### Stated goal
Print every line of the data below word for word, leaving the pictures out.

* Start Data section *

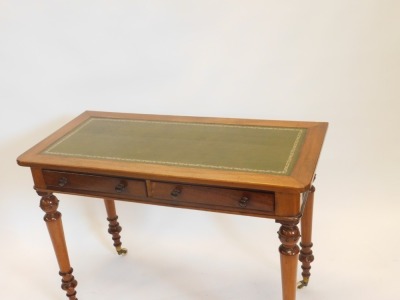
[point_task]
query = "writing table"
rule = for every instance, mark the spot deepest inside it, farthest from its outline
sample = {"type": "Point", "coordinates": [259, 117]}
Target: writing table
{"type": "Point", "coordinates": [248, 167]}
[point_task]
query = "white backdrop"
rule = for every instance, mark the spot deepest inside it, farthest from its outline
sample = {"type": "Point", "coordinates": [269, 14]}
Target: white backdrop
{"type": "Point", "coordinates": [335, 61]}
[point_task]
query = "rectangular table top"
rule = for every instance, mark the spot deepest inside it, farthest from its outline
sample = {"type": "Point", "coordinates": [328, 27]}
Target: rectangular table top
{"type": "Point", "coordinates": [274, 154]}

* End Data section *

### Task response
[point_task]
query = "writing table"
rule = for every instance, mark the spot deepest inside it, farthest from its outline
sample = {"type": "Point", "coordinates": [259, 117]}
Target: writing table
{"type": "Point", "coordinates": [248, 167]}
[point_task]
query = "white backdrop"
rule = for every instance, mark the spot deepest inside it, farthest from its outline
sample = {"type": "Point", "coordinates": [269, 14]}
Target: white backdrop
{"type": "Point", "coordinates": [335, 61]}
[point_task]
query = "rectangular table top"
rule = for every instance, mark the spot deepest inside it, farthest from its outline
sample = {"type": "Point", "coordinates": [328, 27]}
Target: rectangular table top
{"type": "Point", "coordinates": [274, 154]}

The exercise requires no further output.